#### EXTRACT PROVIDED
Table Of Contents: Respiratory System - The Need for Oxygen
1. Functions of the Respiratory Tract
In order to function, the human body needs a constant supply of oxygen and a process for removal of carbon dioxide waste. The respiratory tract is made up of a system of conducting tubes that connect the atmospheric air with the lungs. In the lungs, the inhaled oxygen-rich air is exchanged for carbon-dioxide rich air that is exhaled from the body.
2. The Need for Oxygen
Every cell in the human body needs oxygen. A steady supply of oxygen is critical to supporting highly active tissues and cells, which have a constant need for energy. This energy can only be produced in high quantities by cells when oxygen is present. For example, nerve cells of the brain will begin to break down and die if they are without oxygen for four minutes!
3. Organs of the Respiratory Tract – From Mouth to Lungs
Air enters through the nose and mouth, and then travels through the throat known as the pharynx. Air then passes along the area of the vocal cords, the larynx, before entering the main air tube known as the trachea. From there, air goes through separate tube connections, called bronchi, into the right and left lung. Most of the sounds we make in speaking happen when we exhale air across our vocal cords, which are muscular tissues.

(Stored items)
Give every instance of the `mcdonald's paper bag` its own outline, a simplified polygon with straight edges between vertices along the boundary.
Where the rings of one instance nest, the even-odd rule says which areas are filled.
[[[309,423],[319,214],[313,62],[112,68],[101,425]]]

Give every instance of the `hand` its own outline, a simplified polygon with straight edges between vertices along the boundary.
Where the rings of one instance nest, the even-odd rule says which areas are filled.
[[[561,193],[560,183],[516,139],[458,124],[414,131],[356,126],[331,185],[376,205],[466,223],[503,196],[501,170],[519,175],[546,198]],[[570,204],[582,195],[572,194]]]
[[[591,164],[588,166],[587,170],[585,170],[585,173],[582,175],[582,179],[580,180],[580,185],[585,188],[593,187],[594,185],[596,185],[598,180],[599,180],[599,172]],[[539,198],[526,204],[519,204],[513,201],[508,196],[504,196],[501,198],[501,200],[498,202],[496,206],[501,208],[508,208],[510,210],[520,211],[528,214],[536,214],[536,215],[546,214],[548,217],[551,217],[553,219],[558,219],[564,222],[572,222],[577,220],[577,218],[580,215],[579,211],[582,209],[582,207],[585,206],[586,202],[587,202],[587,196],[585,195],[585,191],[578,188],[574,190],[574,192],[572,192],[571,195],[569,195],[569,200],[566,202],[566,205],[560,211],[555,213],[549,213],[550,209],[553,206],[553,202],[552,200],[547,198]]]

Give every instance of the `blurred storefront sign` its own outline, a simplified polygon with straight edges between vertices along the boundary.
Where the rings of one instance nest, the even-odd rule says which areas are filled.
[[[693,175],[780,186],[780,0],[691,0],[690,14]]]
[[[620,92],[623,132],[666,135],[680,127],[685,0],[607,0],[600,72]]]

* * *

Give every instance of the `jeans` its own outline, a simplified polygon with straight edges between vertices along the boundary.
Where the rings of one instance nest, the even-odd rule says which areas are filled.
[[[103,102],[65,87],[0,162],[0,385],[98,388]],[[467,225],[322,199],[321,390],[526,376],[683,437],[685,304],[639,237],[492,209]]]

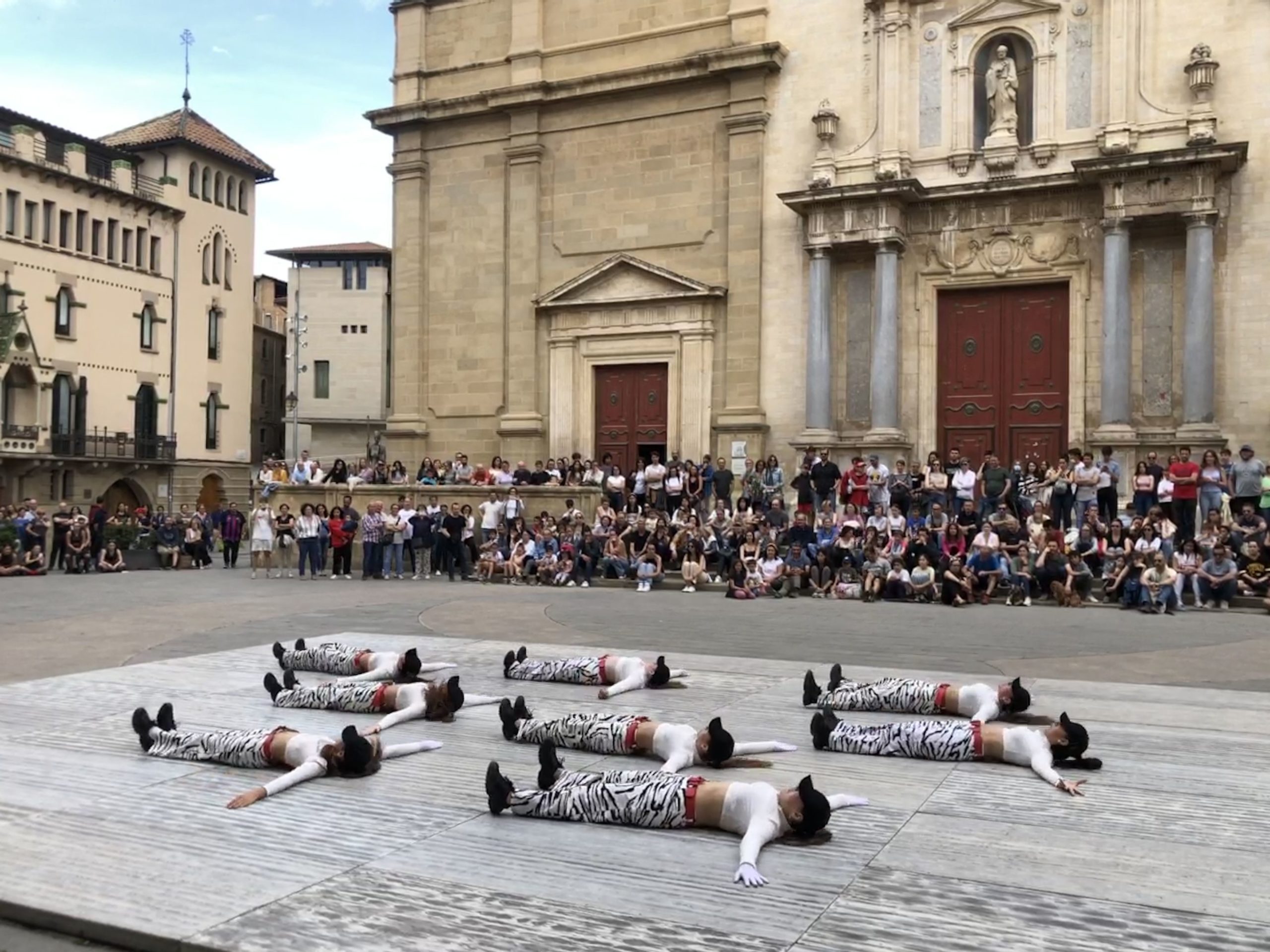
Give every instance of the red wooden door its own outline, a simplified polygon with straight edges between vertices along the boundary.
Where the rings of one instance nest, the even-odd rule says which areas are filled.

---

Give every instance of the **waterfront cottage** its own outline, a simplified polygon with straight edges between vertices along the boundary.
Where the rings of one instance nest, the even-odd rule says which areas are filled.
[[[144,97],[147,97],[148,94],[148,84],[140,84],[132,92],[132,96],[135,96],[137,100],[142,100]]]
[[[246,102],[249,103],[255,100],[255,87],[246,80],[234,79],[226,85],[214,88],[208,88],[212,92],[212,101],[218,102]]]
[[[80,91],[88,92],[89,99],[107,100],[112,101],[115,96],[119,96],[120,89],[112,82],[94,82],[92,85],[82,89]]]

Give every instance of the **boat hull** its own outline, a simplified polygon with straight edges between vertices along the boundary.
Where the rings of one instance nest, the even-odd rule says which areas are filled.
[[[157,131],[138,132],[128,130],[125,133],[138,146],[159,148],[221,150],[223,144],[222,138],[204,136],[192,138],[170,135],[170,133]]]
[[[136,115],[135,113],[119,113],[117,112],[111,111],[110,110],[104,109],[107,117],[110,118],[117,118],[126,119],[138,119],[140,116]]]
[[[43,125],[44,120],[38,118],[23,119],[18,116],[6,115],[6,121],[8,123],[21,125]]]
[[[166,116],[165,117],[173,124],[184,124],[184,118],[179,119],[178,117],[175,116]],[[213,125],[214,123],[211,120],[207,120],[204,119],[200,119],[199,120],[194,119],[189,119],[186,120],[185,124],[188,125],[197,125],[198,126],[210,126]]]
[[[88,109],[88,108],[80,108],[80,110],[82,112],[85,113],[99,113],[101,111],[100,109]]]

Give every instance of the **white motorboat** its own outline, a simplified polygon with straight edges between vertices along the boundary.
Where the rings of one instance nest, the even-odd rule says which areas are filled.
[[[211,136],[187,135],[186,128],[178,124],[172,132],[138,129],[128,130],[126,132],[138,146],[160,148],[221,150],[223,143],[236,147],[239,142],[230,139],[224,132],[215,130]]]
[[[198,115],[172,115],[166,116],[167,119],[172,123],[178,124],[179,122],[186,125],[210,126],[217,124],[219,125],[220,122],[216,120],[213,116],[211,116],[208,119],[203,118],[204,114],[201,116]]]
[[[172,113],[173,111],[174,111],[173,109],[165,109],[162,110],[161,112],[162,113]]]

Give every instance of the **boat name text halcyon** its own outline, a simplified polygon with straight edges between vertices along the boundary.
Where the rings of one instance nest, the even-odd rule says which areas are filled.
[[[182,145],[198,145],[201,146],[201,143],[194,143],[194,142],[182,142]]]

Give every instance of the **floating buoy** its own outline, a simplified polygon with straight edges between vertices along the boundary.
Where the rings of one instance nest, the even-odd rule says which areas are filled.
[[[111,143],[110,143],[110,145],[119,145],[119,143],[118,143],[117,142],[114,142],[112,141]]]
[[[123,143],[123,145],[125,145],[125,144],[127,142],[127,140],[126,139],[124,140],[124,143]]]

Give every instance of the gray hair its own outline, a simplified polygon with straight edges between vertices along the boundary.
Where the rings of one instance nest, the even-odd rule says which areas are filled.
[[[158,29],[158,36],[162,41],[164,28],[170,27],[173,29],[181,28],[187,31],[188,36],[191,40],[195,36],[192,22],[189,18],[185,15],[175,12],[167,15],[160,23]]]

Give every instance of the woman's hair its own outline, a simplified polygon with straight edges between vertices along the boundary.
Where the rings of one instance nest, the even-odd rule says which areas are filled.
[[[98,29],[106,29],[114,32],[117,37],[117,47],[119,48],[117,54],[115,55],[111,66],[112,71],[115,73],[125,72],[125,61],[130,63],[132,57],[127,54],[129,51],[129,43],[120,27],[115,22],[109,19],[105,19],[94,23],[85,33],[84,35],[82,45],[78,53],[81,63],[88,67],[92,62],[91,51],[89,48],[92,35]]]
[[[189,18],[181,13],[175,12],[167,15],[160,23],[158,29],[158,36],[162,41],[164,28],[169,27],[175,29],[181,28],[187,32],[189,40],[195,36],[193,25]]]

#### PROBLEM DETAILS
Repeat the passage of the respiratory system text above, starting at "2. The Need" and ending at "for four minutes!".

#### RESPONSE AREA
2. The Need for Oxygen
Every cell in the human body needs oxygen. A steady supply of oxygen is critical to supporting highly active tissues and cells, which have a constant need for energy. This energy can only be produced in high quantities by cells when oxygen is present. For example, nerve cells of the brain will begin to break down and die if they are without oxygen for four minutes!